PROVIDED DATA:
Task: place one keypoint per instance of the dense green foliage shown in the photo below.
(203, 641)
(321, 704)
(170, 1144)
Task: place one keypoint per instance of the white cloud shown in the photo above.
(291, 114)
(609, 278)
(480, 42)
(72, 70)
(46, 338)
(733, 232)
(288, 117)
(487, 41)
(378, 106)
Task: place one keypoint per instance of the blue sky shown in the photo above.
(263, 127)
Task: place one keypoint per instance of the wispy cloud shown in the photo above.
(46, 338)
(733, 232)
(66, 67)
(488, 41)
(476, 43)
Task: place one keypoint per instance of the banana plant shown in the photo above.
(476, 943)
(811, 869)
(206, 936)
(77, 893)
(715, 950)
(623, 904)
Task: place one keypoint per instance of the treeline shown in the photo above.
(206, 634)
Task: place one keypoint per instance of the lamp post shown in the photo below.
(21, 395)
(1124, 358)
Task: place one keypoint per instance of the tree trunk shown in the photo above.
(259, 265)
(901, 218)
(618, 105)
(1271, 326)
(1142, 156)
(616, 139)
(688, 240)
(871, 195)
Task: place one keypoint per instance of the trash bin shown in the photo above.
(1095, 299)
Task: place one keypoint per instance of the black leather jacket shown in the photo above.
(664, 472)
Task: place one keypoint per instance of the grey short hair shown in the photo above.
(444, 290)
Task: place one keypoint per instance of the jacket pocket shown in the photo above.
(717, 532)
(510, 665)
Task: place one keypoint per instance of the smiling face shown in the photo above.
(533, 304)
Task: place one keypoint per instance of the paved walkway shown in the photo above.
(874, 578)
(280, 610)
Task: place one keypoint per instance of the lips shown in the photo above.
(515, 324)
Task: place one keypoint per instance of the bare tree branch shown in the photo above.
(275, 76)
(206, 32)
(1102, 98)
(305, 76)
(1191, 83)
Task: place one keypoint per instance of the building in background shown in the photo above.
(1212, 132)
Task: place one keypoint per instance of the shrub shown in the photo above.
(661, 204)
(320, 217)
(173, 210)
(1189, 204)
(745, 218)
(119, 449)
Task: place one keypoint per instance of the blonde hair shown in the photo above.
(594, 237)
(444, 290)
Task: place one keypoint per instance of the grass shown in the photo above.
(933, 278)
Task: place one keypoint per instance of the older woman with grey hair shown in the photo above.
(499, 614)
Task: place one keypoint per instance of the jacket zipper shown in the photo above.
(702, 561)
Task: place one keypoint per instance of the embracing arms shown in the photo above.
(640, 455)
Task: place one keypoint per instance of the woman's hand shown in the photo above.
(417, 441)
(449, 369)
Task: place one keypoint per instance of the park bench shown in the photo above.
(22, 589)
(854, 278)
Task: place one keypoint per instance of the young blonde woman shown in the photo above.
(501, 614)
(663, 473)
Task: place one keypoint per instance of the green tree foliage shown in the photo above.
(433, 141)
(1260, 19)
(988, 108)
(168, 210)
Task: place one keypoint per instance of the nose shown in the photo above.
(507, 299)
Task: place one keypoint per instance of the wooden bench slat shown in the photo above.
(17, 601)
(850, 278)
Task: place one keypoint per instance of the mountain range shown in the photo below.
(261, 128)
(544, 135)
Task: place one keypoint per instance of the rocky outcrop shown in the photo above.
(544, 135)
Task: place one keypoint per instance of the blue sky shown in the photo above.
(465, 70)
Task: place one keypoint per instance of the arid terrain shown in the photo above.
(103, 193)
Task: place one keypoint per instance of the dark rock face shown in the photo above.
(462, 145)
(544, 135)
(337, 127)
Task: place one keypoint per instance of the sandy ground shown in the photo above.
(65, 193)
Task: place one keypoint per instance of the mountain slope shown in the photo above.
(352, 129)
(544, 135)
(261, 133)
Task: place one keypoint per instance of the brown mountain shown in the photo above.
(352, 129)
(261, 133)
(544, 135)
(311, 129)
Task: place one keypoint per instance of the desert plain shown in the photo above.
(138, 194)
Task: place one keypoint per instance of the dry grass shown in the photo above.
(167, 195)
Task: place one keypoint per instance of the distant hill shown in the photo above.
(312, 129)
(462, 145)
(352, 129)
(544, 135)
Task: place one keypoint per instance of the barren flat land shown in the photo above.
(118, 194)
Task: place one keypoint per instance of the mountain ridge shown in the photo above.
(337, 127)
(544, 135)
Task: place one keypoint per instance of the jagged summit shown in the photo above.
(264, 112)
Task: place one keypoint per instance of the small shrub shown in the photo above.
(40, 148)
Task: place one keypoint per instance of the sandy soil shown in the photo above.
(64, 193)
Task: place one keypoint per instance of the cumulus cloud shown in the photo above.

EXERCISE OBJECTIVE:
Put the items above, from the start through the line containing "(1124, 358)", into a two-column CSV headed instruction and points: one row per item, with its text under instruction and its answer under points, each in one quoted field with line breaks turned into spaces.

SOLUTION TO THE PROBLEM:
instruction,points
"Task: place one keypoint per instance of the dense green foliage shown in the photo below.","(203, 641) (321, 704) (170, 1144)"
"Task: place one keypoint per instance of the white cloud shown in the photo above.","(291, 114) (609, 278) (480, 42) (72, 70) (46, 338) (733, 232) (288, 117) (487, 41) (378, 106)"
"Task: place one keypoint per instance of the blue sky shown in the photo above.","(263, 127)"
"Task: place one keypoint per instance of the wispy cloud shown in the photo above.","(46, 338) (733, 232) (66, 67) (488, 41) (476, 43)"
"Task: place one keypoint per instance of the banana plant shown in the photo above.","(476, 943) (811, 869) (206, 936) (77, 893) (715, 950) (623, 904)"
"Task: place one keypoint per instance of the treeline shown in the photo above.","(206, 634)"
"Task: place one keypoint per instance of the lamp post shown in the photo below.","(21, 395) (1124, 358)"